▶ _Passage to read_
=====

CHICKEN ENCHILADAS WITH TOMATILLO SAUCE
I found this recipe in a magazine and tried it and loved it. The tomatillos give the sauce a kind of citrous lime type of flavor. Very unique and different and very addicting.
Provided by Donna
Categories Mexican
Time 1h30m
Yield 6-8 serving(s)
Number Of Ingredients 17
Steps:
- To make the sauce, husk the tomatillos and rinse under warm water to remove stickiness and dirt. Broil on foil baking sheet 1 to 2 inches from heat, turning once. till soft and slightly charred, about 7 - 9 mintues.
- Heat oil in large skillet over med. heat. Add onions and saute about 5 minutes.
- Transfer tomatillos to a blender and add the sauteed onions, cilantro, green chilies, cumin, sugar and salt; puree till smooth.

=====

▶ _Source material_
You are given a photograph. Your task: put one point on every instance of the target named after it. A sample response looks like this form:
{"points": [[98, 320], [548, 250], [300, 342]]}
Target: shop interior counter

=====

▶ _Tasks_
#1 In the enchilada recipe, how long should the tomatillos be broiled?
#2 Extend the enchilada recipe by writing the steps that follow its final one.

▶ _In response_
#1 About 7 to 9 minutes, until they are soft and slightly charred.

#2
- Return tomatillo sauce to skillet and cook over med. heat till thickened about 5 minutes, stirring frequently to prevent sticking. Add the broth and cream and continue cooking till the sauce is slightly thickened and not watery, about 5 - 8 minute Add more salt if desired.
- To make enchiladas, brush both sides with oil and lay on cookie sheet in stacks of two. Heat in 375 over just until soft and pliable, about 3 minutes.
- In large bowl, combine the chicken, half of the cheddar. half of the monterey jack, the chopped onion and the salt. Add 1/2 cup of the sauce to the chicken mixture and toss to combine.
- Spread a third of the remaining sauce in the bottom of a 9 x 13 inch baking dish. Place 1/4 cup of the chicken mixture in the center of a tortilla. Roll up the tortilla and place seam down in the dish. Repeat with the other tortillas. Pour the rest of the sauce over the enchiladas. Sprinkle with the remaining jack and cheddar cheese on top of the casserole.
- Bake the casserole until the enchiladas are heated through and the cheese is bubbly and starting to brown, about 20 - 30 minutes.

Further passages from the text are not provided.